What is asked -> Copy the records word for word, starting at the line that contains "For this evaluation, locate the red" and ending at the end of the records.

Location identification records
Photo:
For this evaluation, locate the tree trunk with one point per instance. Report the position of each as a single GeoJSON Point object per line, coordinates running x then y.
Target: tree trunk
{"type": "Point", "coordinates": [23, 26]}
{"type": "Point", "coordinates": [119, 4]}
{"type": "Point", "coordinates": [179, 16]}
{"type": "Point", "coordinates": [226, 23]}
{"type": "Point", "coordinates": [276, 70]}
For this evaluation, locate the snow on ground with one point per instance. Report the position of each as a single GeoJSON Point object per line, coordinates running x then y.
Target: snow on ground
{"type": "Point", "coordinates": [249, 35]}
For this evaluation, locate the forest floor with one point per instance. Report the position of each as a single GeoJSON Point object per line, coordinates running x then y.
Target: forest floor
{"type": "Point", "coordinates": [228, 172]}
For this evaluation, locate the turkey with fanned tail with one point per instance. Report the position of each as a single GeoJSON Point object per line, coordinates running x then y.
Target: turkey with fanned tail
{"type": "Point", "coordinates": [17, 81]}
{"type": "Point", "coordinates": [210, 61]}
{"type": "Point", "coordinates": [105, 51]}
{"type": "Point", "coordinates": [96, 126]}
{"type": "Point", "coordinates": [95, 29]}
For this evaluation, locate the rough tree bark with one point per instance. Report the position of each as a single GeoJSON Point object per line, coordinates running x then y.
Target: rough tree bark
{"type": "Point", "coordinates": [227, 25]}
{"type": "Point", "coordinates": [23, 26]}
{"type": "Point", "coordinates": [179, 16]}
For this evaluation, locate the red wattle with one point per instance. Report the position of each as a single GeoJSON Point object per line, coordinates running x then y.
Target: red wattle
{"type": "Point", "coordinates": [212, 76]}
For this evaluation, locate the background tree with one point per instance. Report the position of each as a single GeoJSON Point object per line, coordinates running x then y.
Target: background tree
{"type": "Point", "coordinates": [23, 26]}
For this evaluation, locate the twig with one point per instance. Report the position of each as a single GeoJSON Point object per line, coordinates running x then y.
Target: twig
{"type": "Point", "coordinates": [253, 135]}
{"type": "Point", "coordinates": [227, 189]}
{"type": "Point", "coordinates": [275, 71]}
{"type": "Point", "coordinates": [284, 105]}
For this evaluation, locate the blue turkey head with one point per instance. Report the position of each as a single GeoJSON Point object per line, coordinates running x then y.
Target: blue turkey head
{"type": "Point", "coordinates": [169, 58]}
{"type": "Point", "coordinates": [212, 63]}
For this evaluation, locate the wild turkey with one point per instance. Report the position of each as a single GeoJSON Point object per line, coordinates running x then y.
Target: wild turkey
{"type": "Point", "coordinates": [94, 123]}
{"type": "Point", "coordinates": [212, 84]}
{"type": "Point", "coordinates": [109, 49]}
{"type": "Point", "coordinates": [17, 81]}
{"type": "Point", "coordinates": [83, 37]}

Reply ->
For this evaluation, locate the red wattle with one point per instance. Report the position of each as a single GeoJSON Point object per line, coordinates running x then y.
Target: red wattle
{"type": "Point", "coordinates": [212, 76]}
For this evaluation, locate the background tree with one point per instance. Report the position of each as a single GeoJSON Point object per line, coordinates running x then y.
Target: background tree
{"type": "Point", "coordinates": [23, 26]}
For this evaluation, locate the twig with one point per instance. Report the position of each as a single GeoJSON Point object per line, coordinates running x then y.
Target: twig
{"type": "Point", "coordinates": [253, 135]}
{"type": "Point", "coordinates": [227, 189]}
{"type": "Point", "coordinates": [275, 71]}
{"type": "Point", "coordinates": [284, 105]}
For this evaluation, locate the blue turkey head with one point per instance. Report the position of each as a single GeoJSON Point object per line, coordinates running x then y.
Target: blue turkey head
{"type": "Point", "coordinates": [169, 58]}
{"type": "Point", "coordinates": [212, 63]}
For this evaluation, locate the wild turkey with one point per instance. Report the position of each as a single GeoJSON Point object per line, coordinates running x then y.
Target: wild turkey
{"type": "Point", "coordinates": [94, 123]}
{"type": "Point", "coordinates": [212, 84]}
{"type": "Point", "coordinates": [109, 49]}
{"type": "Point", "coordinates": [17, 81]}
{"type": "Point", "coordinates": [83, 37]}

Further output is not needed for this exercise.